INPUT MATERIAL:
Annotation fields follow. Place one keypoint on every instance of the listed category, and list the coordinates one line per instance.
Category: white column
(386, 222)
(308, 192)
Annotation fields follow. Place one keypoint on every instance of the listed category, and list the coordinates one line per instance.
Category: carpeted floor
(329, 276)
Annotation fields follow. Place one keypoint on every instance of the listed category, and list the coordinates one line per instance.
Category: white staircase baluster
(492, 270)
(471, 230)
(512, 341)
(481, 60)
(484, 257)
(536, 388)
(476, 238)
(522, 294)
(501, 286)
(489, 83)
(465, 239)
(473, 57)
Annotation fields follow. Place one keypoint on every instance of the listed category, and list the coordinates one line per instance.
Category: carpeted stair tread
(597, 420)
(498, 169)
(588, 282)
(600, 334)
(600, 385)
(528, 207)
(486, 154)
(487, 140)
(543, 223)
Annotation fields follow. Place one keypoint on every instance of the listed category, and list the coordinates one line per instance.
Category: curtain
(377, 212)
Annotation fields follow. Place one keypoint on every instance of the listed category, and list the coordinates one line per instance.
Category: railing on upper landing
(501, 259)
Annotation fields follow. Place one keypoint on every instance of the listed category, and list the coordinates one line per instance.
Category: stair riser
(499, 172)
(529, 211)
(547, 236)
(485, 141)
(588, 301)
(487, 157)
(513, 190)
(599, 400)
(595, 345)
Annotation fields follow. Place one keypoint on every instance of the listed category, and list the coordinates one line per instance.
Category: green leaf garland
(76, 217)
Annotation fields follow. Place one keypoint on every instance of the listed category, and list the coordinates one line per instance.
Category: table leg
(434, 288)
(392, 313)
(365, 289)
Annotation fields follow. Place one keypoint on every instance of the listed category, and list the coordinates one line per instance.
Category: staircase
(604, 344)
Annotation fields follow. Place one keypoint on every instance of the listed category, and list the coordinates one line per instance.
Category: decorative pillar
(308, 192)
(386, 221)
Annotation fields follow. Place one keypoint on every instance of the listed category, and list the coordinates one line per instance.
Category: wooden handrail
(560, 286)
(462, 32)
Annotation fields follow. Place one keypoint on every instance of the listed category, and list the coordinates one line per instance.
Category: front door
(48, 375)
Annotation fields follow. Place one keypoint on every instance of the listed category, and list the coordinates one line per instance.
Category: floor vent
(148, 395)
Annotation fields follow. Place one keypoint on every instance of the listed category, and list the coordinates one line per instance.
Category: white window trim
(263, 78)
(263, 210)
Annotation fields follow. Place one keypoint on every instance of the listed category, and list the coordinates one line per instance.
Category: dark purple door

DESCRIPTION OF THE TASK:
Quote all of the entries verbatim.

EXERCISE ANSWER:
Annotation fields follow. Place one keypoint on every instance of the listed category, and list the coordinates one line per instance.
Category: white column
(386, 222)
(308, 192)
Annotation fields follow. Place one keypoint on every instance of the listed category, and list the coordinates one line per instance.
Category: carpeted floor
(329, 276)
Annotation fields follow. Place one keypoint on every instance of the listed category, and list the coordinates one line per instance.
Category: white staircase baluster
(492, 270)
(471, 230)
(512, 341)
(481, 60)
(484, 257)
(536, 388)
(476, 238)
(522, 294)
(501, 286)
(489, 83)
(465, 239)
(473, 57)
Annotation fields follow. Place one keypoint on every instance of the listed category, and list the coordinates one line per instance.
Category: carpeted stair tread
(597, 420)
(498, 169)
(588, 282)
(600, 334)
(600, 385)
(528, 207)
(486, 154)
(487, 140)
(543, 223)
Annotation fields follow. Place one keypoint on every instance of the listed category, and list the coordinates one line per instance.
Category: curtain
(377, 212)
Annotation fields follow. Place one keypoint on every instance of the listed category, and list the coordinates one line per instance.
Category: railing on upper landing
(501, 259)
Annotation fields follow. Place one keypoint on every instance of the listed category, and list the coordinates one line per instance.
Category: stair riser
(499, 172)
(529, 211)
(547, 236)
(485, 141)
(588, 301)
(487, 157)
(513, 190)
(599, 400)
(595, 345)
Annotation fields follow. Place one keypoint on every instance of the listed category, and list the coordinates one line per instance.
Category: green leaf garland
(76, 217)
Annotation fields follow. Place one keypoint on every instance of the listed category, and list the coordinates one line per instance.
Category: table leg
(434, 288)
(392, 313)
(365, 289)
Annotation fields follow. Place one keypoint on every instance of the listed category, and list the coordinates one line per instance.
Category: staircase
(604, 344)
Annotation fields follow. Place one keypoint on every instance of the listed category, and list the coordinates one line per instance.
Category: decorative pillar
(308, 192)
(386, 221)
Annotation fields follow. Place one keypoint on every instance of the listed category, and list the coordinates one line per instance.
Category: wooden handrail
(560, 286)
(462, 32)
Annotation fields follow. Place one keypoint on every instance of the listed category, and list the coordinates one line per instance.
Category: front door
(48, 375)
Annotation fields follow. Place one keypoint on every instance of the listed category, and list the coordinates one line per instance.
Category: floor vent
(148, 395)
Annotation fields follow. Place one keypoint on every instance of the listed category, and list the coordinates one line per instance.
Category: white window trim
(263, 78)
(263, 210)
Annotation fields follow. Place one keypoint on every instance of the listed category, and list the coordinates one line per instance.
Category: dark purple door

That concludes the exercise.